## What the task requires
Word for word, set down the records and skip each picture.

(Pointing dataset records)
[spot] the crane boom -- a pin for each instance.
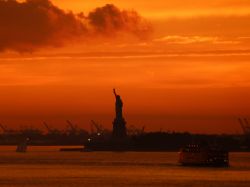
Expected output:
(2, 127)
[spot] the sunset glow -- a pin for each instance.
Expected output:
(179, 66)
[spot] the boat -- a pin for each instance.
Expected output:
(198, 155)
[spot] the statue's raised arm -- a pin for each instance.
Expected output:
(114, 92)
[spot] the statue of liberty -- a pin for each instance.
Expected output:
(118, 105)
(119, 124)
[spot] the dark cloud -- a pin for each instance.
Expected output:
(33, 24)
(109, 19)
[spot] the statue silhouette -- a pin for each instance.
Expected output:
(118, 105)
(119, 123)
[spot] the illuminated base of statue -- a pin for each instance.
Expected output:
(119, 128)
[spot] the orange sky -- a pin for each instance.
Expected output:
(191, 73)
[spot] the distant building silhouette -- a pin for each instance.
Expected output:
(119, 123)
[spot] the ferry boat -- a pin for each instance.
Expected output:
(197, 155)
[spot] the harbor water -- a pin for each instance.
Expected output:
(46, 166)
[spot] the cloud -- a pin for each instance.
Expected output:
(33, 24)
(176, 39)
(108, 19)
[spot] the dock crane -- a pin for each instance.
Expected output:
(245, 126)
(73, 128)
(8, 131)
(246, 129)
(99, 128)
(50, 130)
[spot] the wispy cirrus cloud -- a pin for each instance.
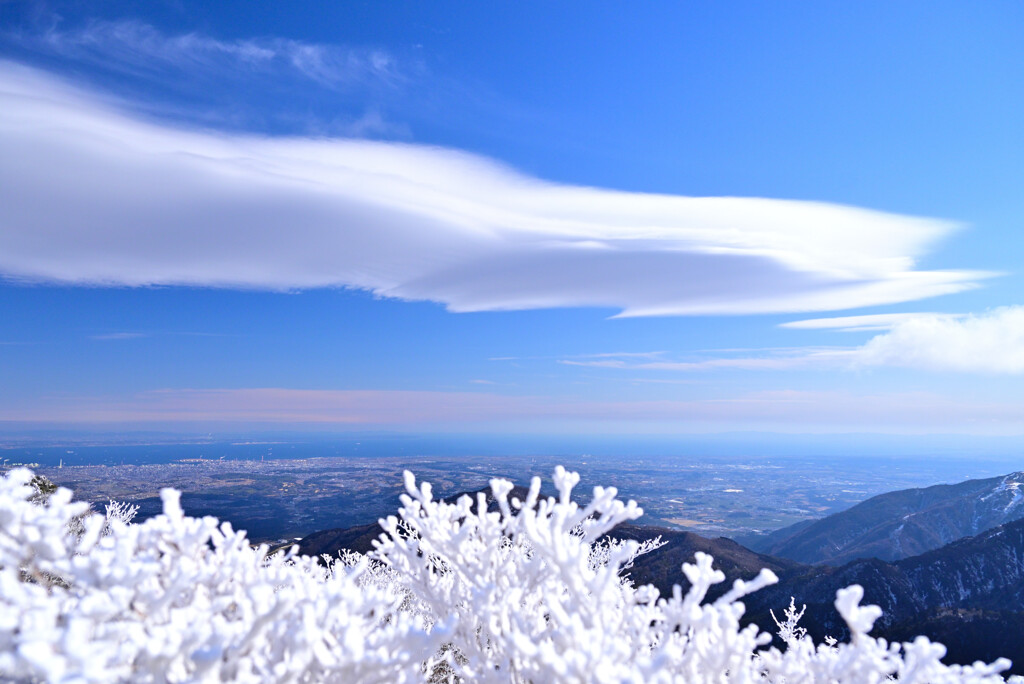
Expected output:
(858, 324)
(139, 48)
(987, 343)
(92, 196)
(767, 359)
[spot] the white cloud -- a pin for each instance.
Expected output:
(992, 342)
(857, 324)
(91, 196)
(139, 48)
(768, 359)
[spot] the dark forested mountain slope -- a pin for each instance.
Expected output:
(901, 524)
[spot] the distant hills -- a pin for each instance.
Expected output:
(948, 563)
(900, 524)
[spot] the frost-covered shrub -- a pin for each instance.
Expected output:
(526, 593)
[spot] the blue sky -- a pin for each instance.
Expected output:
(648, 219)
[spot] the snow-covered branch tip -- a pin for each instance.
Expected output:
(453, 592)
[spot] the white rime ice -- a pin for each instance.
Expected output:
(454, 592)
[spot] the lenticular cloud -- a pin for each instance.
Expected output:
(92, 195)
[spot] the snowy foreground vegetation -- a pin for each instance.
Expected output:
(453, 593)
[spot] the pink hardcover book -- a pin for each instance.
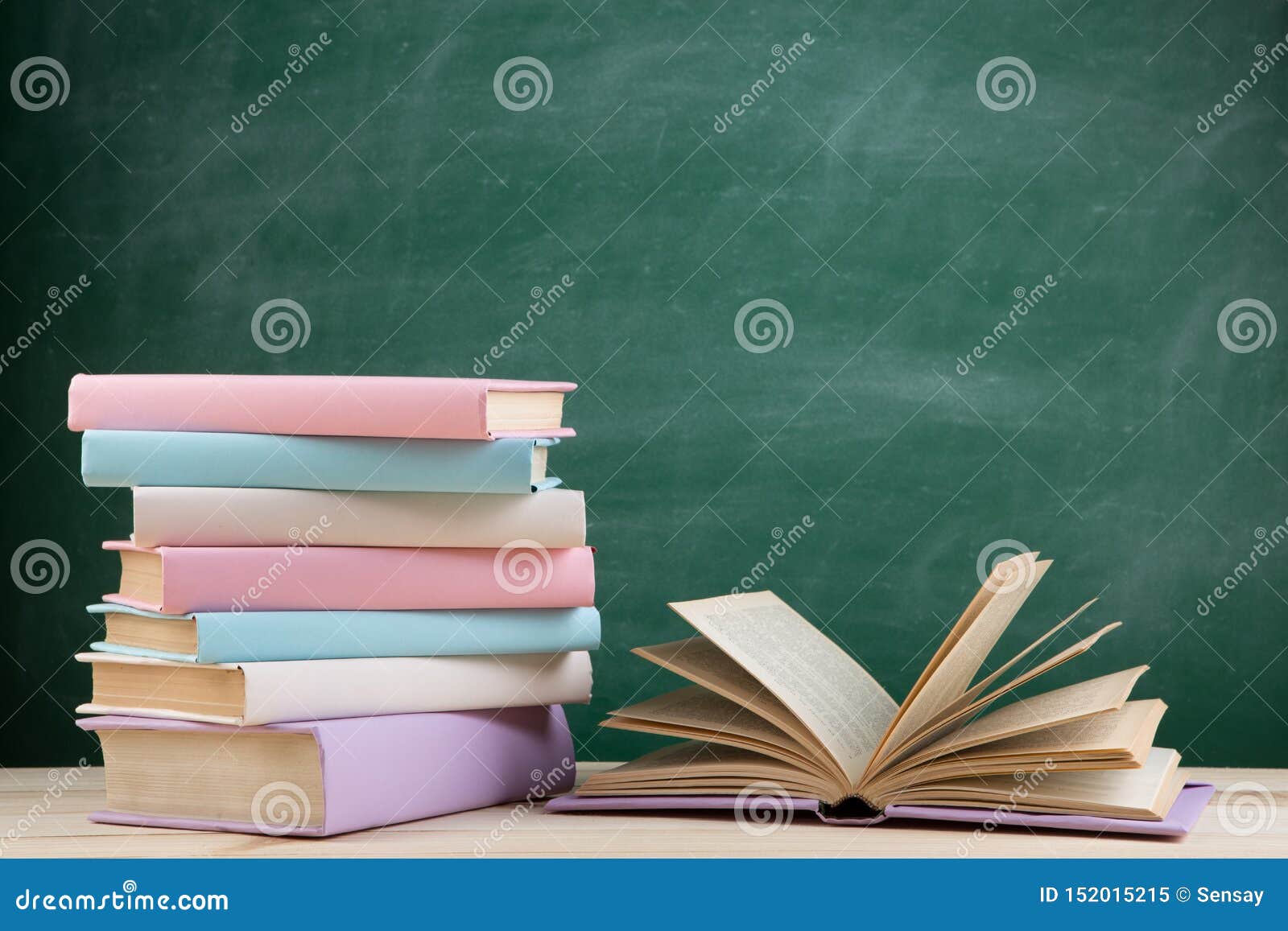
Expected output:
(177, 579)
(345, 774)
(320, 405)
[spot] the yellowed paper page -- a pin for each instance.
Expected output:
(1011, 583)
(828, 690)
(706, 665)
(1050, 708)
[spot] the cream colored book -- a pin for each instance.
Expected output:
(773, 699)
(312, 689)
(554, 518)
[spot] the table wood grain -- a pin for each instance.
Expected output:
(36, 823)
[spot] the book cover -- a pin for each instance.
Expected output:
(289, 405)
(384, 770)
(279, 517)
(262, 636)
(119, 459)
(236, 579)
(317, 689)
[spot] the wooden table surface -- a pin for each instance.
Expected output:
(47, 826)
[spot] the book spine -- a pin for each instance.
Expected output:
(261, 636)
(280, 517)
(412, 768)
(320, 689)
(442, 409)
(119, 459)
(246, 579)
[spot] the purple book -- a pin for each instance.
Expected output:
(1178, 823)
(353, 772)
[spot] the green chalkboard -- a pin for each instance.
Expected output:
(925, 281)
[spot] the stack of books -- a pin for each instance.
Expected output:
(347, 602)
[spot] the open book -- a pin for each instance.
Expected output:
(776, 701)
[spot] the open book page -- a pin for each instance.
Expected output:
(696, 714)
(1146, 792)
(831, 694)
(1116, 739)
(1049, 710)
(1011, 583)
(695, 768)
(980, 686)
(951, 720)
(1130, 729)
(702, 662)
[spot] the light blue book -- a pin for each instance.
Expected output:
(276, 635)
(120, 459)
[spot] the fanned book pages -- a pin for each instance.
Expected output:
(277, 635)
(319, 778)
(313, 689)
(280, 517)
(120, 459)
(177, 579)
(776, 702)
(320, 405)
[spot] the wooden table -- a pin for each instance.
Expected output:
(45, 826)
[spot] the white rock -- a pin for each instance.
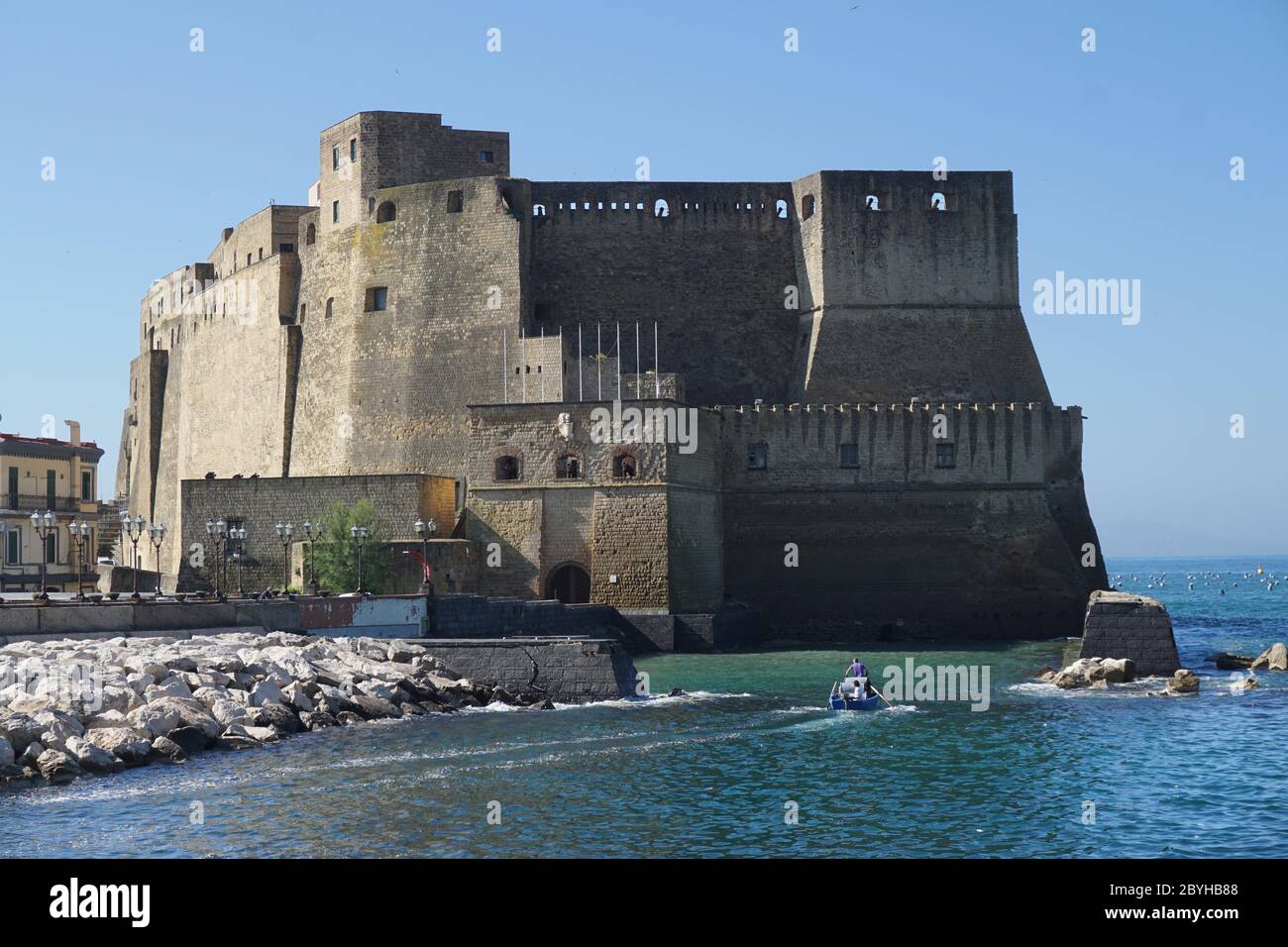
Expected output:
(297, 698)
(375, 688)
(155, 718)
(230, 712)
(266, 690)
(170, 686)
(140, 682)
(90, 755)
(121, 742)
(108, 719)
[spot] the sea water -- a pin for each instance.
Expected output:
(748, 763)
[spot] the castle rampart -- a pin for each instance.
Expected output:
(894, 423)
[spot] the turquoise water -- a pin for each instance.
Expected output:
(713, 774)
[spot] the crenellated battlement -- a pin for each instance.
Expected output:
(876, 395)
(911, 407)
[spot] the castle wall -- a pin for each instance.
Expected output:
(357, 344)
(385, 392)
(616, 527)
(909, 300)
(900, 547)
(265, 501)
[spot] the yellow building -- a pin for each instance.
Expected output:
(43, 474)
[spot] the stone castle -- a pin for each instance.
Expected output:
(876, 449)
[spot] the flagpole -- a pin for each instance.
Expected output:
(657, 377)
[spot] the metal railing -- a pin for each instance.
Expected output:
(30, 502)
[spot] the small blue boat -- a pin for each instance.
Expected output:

## Task solution
[spot] the crane boom -- a pin for each instance.
Expected output:
(2, 127)
[spot] the sunset glow -- a pin for each instance.
Expected output:
(179, 66)
[spot] the boat -- a pin for each instance.
Expected output:
(198, 155)
[spot] the statue's raised arm -- a pin for each instance.
Expected output:
(114, 92)
[spot] the statue of liberty -- a pin for each instance.
Expected output:
(118, 105)
(119, 124)
[spot] the dark cloud -- a pin for each instance.
Expected output:
(33, 24)
(109, 19)
[spot] the statue silhouette -- a pin for each instance.
Expected output:
(118, 105)
(119, 123)
[spot] the illuminated base of statue -- a pin for each instance.
Expected output:
(119, 128)
[spot] the orange sky -- a pin for each instance.
Expected output:
(191, 73)
[spot] the distant building silhouette -- a pin for each instance.
Expected output:
(119, 123)
[spot] the ferry boat -- a pin for each instance.
Expected output:
(197, 155)
[spot] the harbor water -- a pin for each instance.
Expected output:
(46, 166)
[spot] the cloud -- a pin for each instance.
Expected output:
(33, 24)
(176, 39)
(108, 19)
[spot] the dock crane -- a pin for each instance.
Expected output:
(245, 126)
(73, 128)
(8, 131)
(246, 129)
(99, 128)
(50, 130)
[spot] the wispy cirrus cloud -- a pin for each instance.
Expected output:
(858, 324)
(139, 48)
(987, 343)
(92, 196)
(767, 359)
[spot] the white cloud -- a pin for each instance.
Expected output:
(992, 342)
(857, 324)
(91, 196)
(139, 48)
(768, 359)
[spot] the dark forested mountain slope -- a pin for each instance.
Expected output:
(901, 524)
[spot] the distant hills -- a pin for each instance.
Expected output:
(948, 563)
(900, 524)
[spot] the frost-covered shrub -- a pin for each instance.
Expected output:
(526, 593)
[spot] the blue sky -- a pin for each instance.
Expected output:
(648, 219)
[spot] the snow-covered branch tip -- a pin for each instance.
Expected output:
(453, 592)
[spot] the white rime ice -- a pin for each instance.
Expected output:
(454, 592)
[spot] the lenticular cloud -- a pin for each instance.
Expected output:
(92, 195)
[spot] the snowy foreground vegetation -- a pin for each instance.
Expected output:
(453, 593)
[spot] the pink hardcover book -- a pin for each instance.
Expected output:
(177, 579)
(345, 774)
(320, 405)
[spot] the yellowed paper page -- a pin for each instance.
Expected output:
(1011, 583)
(828, 690)
(706, 665)
(1050, 708)
[spot] the cream colored book -- a pin for each instance.
Expected output:
(773, 699)
(312, 689)
(554, 518)
[spot] the table wood grain -- a pin for each instance.
Expected output:
(36, 823)
[spot] the book cover -- a pin for each instance.
Expected output:
(289, 405)
(384, 770)
(279, 517)
(262, 636)
(119, 459)
(236, 579)
(317, 689)
[spot] the wooden table surface -- a pin for each instance.
Expected output:
(47, 826)
[spot] the book spine -- a pin for each instance.
Expected output:
(261, 636)
(280, 517)
(412, 768)
(320, 689)
(442, 409)
(119, 459)
(246, 579)
[spot] the purple book -- a pin for each instance.
Expected output:
(1178, 823)
(353, 772)
[spot] the green chalkboard -- a pin for each instance.
Expected output:
(925, 281)
[spot] the stack of books -- a pin for each instance.
Expected output:
(347, 602)
[spot] the open book -- a pin for each instance.
Expected output:
(776, 701)
[spot] the open book page -- a pin for each instance.
Expected output:
(696, 714)
(1146, 792)
(831, 694)
(1116, 739)
(1049, 710)
(1011, 583)
(695, 768)
(980, 686)
(951, 720)
(1130, 729)
(702, 662)
[spot] the light blue book -- a pin for each instance.
Expected output:
(276, 635)
(120, 459)
[spot] the fanned book pages -- a pin for each instance.
Expected output:
(277, 635)
(319, 778)
(313, 689)
(280, 517)
(120, 459)
(177, 579)
(776, 702)
(320, 405)
[spot] the wooden table -- a pin for each instance.
Expected output:
(45, 826)
[spot] the white rock -- a pin for each instance.
Expected output:
(297, 698)
(375, 688)
(155, 718)
(230, 712)
(266, 690)
(170, 686)
(140, 682)
(90, 755)
(121, 742)
(108, 719)
[spot] the sea water -- a pin for each instance.
Expected output:
(748, 763)
[spot] the castle rampart -- a pin for each instance.
Expected output:
(894, 423)
[spot] the turquoise water -- a pin for each instance.
Expected output:
(713, 774)
[spot] the crenellated battlement -- a pin for each instance.
Expected output:
(876, 395)
(911, 407)
[spot] the castle wall -- a pin for each instance.
Expected output:
(357, 344)
(385, 392)
(616, 527)
(909, 300)
(900, 547)
(265, 501)
[spot] the yellow building -- a pin for each instance.
Expected output:
(43, 474)
[spot] the stone castle -- a pin for each instance.
Expected output:
(876, 449)
[spot] the flagpole -- a pin for each instance.
Expected output:
(657, 377)
[spot] the metal railing -- a pin for each instance.
Expected output:
(30, 502)
[spot] the small blue boat -- a pin for each instance.
Expected output:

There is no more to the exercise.